This 4-bedroom, 2-bath modular home at 429 Orange Road went up in just one day.  The home was built by Fredco Modular Homes.  Click here for a cool video of how it’s done.

As they explain on the website:

You may think that buying a modular home means that your choices are limited to the manufacturer’s taste: with a home from Fredco Modular Homes it’s now possible to customize a modular home to suit your needs. Imagine buying a brand new home that you’ve customized to your own taste and moving in totally complete. You get more VALUE for YOUR dollar, and we’ll take care of the rest.

Would you buy a modular home?  Let us know why or why not in comments.

39 replies on “This House Was Built in One Day”

  1. OMG

    its not a bad looking house and construction technology had indeed reached this point. This is just the beginning of what we’ll be seeing from now on. The construction concept just personally creeps me out a bit. But i would imagine that real live people actually do assemble them …in laboratories… but not on site. I am always sorry that craftsmanship is disappearing when I see new construction. I would also think that since this house is a manufactured product, it must come with limited warranties on the components. if this type of house only has a 20 year warranty expiration date…..(and this I would be quite curious to know)…than its just a joke. I’m sorry that the old farmhouse is gone. I loved it. We should just be focusing on repairing and making sustainable our beautiful old houses. Thats what makes Montclair such a beautiful place.

  2. Sure, it was built in one day, but when it comes time to sell, how many days will it spend on the market? And how many days of a year will the owner have to work to earn enough to pay the tax bill? Next thing you know, double-wides will start popping up on Upper Mountain…

    I’ll be here all week, folks…

  3. I guess the Montclair Preservation Committee approved it?
    Slap it together, throw in some turf and for sale sign and….vi-ola, a ratable! Historic preservation be gone!

- Tasks to complete:
1. Echo the modular home article between "You may think" and "not in comments.", inclusive.
2. Using the modular home article, decide whether each statement agrees with it, answering yes or no and quoting the deciding words: (a) The home has four bedrooms and two baths. (b) The home was built by the Montclair Preservation Committee. (c) The page lists 39 replies.
3. According to the modular home article, at what address does the home stand?

- Dataset content:
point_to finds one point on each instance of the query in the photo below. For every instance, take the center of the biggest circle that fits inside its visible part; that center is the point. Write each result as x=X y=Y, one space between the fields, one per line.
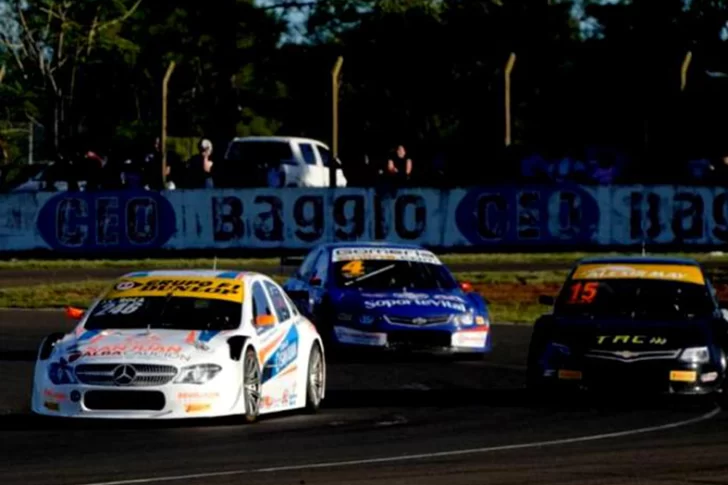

- Answers for the tasks:
1.
You may think that buying a modular home means that your choices are limited to the manufacturer’s taste: with a home from Fredco Modular Homes it’s now possible to customize a modular home to suit your needs. Imagine buying a brand new home that you’ve customized to your own taste and moving in totally complete. You get more VALUE for YOUR dollar, and we’ll take care of the rest.

Would you buy a modular home?  Let us know why or why not in comments.

2.
(a) Yes: "This 4-bedroom, 2-bath modular home"
(b) No: "The home was built by Fredco Modular Homes."
(c) Yes: "39 replies on “This House Was Built in One Day”"

3. 429 Orange Road.